== Exercise objective ==
Copy the following data character for character, omitting the pictures.

== Given data ==
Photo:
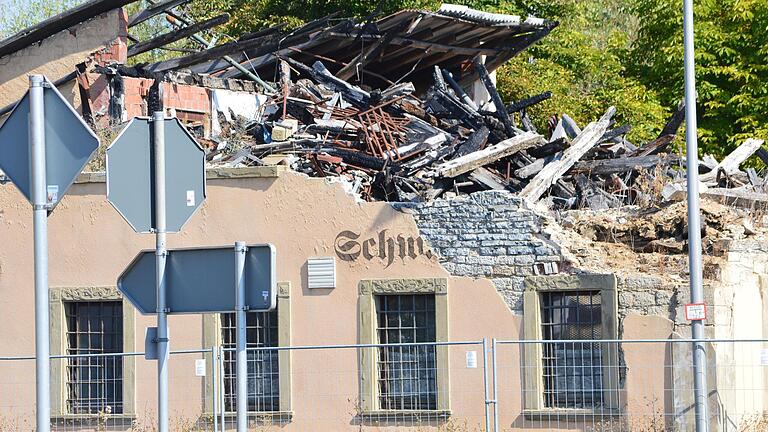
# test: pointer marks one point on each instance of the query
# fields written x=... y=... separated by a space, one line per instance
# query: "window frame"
x=58 y=296
x=267 y=324
x=367 y=334
x=534 y=405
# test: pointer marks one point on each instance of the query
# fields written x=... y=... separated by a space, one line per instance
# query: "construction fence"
x=486 y=385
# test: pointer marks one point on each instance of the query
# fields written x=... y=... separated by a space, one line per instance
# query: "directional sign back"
x=69 y=145
x=202 y=280
x=131 y=175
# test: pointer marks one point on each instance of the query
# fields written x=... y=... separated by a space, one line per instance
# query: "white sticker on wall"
x=53 y=194
x=200 y=367
x=471 y=359
x=764 y=357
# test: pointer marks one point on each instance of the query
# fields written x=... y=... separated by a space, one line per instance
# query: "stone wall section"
x=491 y=235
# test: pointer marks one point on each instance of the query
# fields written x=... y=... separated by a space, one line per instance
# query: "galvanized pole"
x=694 y=221
x=158 y=125
x=242 y=355
x=40 y=223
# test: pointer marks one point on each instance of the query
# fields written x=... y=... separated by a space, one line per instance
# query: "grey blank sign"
x=202 y=280
x=130 y=175
x=69 y=145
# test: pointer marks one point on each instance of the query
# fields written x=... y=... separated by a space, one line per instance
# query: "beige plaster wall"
x=90 y=245
x=56 y=56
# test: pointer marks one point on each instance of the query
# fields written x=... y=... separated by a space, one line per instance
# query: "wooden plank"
x=493 y=153
x=58 y=23
x=154 y=10
x=585 y=141
x=173 y=36
x=730 y=164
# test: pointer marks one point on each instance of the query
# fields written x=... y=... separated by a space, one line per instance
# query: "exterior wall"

== Solution below ==
Photo:
# test: pointer marks one point on each instance of the query
# fields written x=... y=... separated by a space, one line per instance
# query: "window frame"
x=58 y=296
x=267 y=324
x=367 y=334
x=534 y=405
# test: pointer marks one point on each instance of the query
# fields written x=... y=... separated by a space, one line per instance
# query: "construction fence"
x=486 y=385
# test: pointer marks one point on each instance of the query
# fields written x=... y=... separated by a space, one line per instance
# query: "directional sign back"
x=69 y=145
x=202 y=280
x=131 y=175
# test: pointer marks one point on each instance of the query
# fields written x=... y=... separated by a space, one line per instance
# query: "white sticker on wall"
x=53 y=194
x=200 y=367
x=471 y=359
x=764 y=357
# test: pointer marks one point on each instance of the query
# fields written x=... y=... separated by a space, one line per instance
# query: "stone wall section"
x=491 y=235
# test: pointer marks one point on each instance of the query
# fields written x=... y=... separated by a space, one line per instance
# query: "galvanized pole"
x=694 y=221
x=158 y=125
x=242 y=355
x=40 y=223
# test: pointer marks one point on each instance of the query
# fields written x=... y=... separated by a space, one line per instance
# query: "grey blank sign"
x=202 y=280
x=130 y=175
x=69 y=145
# test: pointer marks one point on each instance of the query
# fields written x=... y=... separated by a space, one line per instance
# query: "beige plaster wall"
x=90 y=245
x=56 y=56
# test: pointer marks one point on each instance of the query
# fields written x=... y=... separated by a space, one line per instance
# query: "wooden plank"
x=493 y=153
x=58 y=23
x=154 y=10
x=585 y=141
x=173 y=36
x=730 y=164
# test: pointer marks one point on each instance of the query
# fields written x=... y=... separated by a space, one line per instance
# query: "exterior wall"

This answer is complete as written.